The problem
Rewrite the data from the line containing "For every instance of the sculpture, locate" through the end, replacing "steeple" with "spire" and leaving everything else unchanged.

Recorded data
────────────────────────────────────────
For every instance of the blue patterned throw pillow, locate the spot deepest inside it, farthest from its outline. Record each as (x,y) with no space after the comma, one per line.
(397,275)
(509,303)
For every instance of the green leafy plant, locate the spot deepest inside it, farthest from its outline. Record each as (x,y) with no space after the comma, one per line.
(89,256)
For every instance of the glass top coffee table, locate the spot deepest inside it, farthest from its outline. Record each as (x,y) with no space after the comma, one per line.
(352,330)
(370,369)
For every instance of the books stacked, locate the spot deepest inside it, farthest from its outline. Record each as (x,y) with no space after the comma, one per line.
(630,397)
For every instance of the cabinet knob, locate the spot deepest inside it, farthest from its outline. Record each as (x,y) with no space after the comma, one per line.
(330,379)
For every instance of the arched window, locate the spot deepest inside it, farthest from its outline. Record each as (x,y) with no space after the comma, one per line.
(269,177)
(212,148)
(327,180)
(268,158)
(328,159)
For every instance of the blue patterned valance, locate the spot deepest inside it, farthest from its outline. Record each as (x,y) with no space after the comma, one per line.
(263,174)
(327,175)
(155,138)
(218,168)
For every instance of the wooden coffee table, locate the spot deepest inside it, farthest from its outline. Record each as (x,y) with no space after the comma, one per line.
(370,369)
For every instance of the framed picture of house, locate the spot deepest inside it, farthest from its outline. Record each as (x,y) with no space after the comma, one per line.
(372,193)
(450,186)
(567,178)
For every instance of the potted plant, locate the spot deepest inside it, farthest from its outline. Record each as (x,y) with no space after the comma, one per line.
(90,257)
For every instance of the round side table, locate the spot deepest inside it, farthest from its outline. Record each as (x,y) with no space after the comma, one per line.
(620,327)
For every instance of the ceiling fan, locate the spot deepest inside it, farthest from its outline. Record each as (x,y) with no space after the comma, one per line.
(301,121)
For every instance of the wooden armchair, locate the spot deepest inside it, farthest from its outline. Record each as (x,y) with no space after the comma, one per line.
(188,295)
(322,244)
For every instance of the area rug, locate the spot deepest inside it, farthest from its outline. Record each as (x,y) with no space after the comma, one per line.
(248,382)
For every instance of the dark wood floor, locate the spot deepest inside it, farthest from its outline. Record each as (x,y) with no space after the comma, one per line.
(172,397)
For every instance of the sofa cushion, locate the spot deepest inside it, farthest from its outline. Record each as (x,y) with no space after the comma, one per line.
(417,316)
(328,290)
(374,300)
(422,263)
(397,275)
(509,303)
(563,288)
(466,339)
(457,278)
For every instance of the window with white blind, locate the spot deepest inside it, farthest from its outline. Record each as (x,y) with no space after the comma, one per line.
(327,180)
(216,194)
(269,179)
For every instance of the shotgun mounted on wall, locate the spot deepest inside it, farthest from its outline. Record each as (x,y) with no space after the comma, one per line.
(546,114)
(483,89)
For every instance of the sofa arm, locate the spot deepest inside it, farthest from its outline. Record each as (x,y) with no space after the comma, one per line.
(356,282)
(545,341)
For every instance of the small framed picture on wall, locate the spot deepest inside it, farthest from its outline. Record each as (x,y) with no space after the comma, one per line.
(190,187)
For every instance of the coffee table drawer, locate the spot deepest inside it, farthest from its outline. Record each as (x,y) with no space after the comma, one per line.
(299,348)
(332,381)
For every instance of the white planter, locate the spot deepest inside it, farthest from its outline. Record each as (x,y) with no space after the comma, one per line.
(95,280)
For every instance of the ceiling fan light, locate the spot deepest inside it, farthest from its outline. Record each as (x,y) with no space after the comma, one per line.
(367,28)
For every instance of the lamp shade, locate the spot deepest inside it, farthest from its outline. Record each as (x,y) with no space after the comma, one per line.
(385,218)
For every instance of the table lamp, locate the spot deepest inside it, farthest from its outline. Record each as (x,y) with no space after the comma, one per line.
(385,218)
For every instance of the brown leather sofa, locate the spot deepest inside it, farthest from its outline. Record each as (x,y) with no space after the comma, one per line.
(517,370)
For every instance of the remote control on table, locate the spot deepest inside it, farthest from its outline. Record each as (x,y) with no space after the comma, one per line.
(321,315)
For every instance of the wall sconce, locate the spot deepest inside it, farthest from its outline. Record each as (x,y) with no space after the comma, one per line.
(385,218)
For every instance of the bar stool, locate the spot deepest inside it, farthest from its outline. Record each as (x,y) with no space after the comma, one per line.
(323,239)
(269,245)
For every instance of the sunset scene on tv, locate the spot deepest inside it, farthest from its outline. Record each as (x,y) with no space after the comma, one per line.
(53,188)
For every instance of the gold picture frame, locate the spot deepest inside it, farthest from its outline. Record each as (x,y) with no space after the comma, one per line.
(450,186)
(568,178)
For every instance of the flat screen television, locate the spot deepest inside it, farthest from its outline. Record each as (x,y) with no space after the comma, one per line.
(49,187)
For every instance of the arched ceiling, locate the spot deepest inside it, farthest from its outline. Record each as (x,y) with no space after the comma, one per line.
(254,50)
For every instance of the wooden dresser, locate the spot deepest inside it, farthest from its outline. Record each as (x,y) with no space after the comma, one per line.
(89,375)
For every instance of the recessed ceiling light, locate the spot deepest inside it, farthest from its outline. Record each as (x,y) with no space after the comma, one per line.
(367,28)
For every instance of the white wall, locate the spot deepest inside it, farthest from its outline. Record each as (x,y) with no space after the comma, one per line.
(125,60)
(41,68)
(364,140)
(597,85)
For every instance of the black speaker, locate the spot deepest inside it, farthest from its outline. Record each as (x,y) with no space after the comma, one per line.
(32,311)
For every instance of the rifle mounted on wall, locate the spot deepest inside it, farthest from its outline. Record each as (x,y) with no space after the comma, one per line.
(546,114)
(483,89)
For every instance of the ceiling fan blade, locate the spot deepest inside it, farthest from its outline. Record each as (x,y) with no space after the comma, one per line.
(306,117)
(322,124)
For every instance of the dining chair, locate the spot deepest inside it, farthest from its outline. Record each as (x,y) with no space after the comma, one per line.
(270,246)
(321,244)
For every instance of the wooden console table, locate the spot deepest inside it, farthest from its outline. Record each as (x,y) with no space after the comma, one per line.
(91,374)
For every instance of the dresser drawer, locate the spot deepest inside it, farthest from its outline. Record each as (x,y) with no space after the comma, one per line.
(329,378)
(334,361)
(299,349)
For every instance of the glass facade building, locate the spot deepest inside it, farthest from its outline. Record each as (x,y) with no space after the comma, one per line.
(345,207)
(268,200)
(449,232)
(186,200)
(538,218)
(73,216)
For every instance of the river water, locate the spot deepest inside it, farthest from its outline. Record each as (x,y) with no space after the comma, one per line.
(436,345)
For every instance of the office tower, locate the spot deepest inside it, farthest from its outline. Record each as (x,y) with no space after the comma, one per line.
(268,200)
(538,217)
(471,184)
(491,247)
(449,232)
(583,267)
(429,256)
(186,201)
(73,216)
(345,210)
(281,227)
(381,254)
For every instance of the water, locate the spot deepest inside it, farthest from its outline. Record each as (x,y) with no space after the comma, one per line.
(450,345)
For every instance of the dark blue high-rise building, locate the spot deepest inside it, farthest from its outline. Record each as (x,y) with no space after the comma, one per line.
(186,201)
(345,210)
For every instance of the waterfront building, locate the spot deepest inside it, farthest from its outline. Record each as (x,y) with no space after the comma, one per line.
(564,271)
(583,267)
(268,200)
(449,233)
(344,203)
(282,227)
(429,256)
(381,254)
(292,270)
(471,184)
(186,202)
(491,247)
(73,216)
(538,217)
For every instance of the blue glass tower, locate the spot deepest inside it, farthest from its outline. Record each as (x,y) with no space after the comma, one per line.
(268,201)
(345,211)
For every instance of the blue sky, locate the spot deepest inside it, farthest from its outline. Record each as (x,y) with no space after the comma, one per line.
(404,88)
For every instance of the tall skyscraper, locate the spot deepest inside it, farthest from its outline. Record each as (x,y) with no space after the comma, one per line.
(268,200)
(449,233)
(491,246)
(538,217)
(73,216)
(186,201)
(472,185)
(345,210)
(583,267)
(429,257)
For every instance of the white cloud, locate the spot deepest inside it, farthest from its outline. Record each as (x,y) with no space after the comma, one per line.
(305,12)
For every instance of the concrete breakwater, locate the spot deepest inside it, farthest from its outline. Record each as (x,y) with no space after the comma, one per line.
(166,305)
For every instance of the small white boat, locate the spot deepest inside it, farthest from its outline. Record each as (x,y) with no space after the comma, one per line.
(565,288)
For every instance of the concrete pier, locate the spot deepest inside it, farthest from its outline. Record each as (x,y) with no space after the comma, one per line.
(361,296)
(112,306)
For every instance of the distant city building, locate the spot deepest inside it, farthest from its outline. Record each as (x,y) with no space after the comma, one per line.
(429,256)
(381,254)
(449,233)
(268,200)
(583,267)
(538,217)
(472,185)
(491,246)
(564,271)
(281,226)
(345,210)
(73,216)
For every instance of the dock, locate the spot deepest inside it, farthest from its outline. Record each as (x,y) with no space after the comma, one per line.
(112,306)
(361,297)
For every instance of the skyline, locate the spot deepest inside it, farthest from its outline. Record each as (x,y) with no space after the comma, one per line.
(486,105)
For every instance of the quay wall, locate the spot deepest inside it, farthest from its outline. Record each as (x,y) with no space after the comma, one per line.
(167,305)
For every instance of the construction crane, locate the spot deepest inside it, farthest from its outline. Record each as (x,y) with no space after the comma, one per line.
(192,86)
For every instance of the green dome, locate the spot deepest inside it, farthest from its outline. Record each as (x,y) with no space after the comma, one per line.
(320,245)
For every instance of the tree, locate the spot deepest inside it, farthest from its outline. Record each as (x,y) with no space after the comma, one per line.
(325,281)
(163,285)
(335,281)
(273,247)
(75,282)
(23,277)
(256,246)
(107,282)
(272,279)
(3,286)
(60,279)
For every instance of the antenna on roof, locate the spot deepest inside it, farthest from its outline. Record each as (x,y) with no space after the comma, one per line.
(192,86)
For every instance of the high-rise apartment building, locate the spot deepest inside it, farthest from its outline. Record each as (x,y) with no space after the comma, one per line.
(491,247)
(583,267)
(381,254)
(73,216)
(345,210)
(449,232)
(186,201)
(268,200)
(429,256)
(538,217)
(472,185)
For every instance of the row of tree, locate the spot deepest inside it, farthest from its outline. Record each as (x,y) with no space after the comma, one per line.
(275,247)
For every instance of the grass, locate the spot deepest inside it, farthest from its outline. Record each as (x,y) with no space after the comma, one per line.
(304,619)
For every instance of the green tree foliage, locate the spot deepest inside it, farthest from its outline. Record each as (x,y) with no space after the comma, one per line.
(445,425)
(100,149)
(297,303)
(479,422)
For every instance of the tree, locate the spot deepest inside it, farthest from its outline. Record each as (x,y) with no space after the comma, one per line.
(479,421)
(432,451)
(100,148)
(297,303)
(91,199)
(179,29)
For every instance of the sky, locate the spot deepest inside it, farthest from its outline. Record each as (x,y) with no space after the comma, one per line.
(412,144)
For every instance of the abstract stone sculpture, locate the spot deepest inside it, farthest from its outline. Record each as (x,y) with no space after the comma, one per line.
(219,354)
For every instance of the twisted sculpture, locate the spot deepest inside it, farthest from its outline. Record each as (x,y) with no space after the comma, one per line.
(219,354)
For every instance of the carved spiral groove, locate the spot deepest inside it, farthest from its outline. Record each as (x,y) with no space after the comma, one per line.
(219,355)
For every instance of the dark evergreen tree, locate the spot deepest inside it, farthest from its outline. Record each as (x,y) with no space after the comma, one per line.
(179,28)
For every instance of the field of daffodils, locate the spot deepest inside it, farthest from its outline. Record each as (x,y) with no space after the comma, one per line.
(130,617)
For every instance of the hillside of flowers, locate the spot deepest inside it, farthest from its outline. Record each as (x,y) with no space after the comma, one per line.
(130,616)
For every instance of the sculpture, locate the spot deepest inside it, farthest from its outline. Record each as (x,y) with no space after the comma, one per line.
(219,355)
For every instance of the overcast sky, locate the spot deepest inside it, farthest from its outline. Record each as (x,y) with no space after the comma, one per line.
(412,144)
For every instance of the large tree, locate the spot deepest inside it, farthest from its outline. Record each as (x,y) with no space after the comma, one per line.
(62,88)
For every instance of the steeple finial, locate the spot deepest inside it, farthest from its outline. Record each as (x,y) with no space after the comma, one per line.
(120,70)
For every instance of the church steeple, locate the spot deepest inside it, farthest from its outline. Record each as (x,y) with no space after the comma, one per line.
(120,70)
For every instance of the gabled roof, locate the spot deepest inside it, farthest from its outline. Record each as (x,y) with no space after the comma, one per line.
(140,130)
────────────────────────────────────────
Task answer
For every instance of the sculpture, locate the spot deepest inside it, farthest from its outline. Record each as (x,y) with no space after the comma, one per line.
(219,355)
For every instance of the overcast sky, locate the spot deepest inside it, farthest from its outline. Record each as (x,y) with no space after the comma, one per line.
(412,144)
For every instance of the large tree, locate the spot deepest inside it, farthest from its outline. Record each as (x,y) with no space after the comma, one per line.
(62,88)
For every instance of the spire finial, locate the spot deepest inside it, farthest from its outline. Record each as (x,y) with no space after the comma, one per line.
(120,70)
For every instance of the church spire, locate the spot deepest inside it, farthest from its outline. Record each as (x,y) with no space after the comma, one per line.
(120,70)
For every instance of the gabled roof, locate the spot deepest inside it, farthest from its outline. Record each as (x,y) with no space after the comma, one per line.
(140,130)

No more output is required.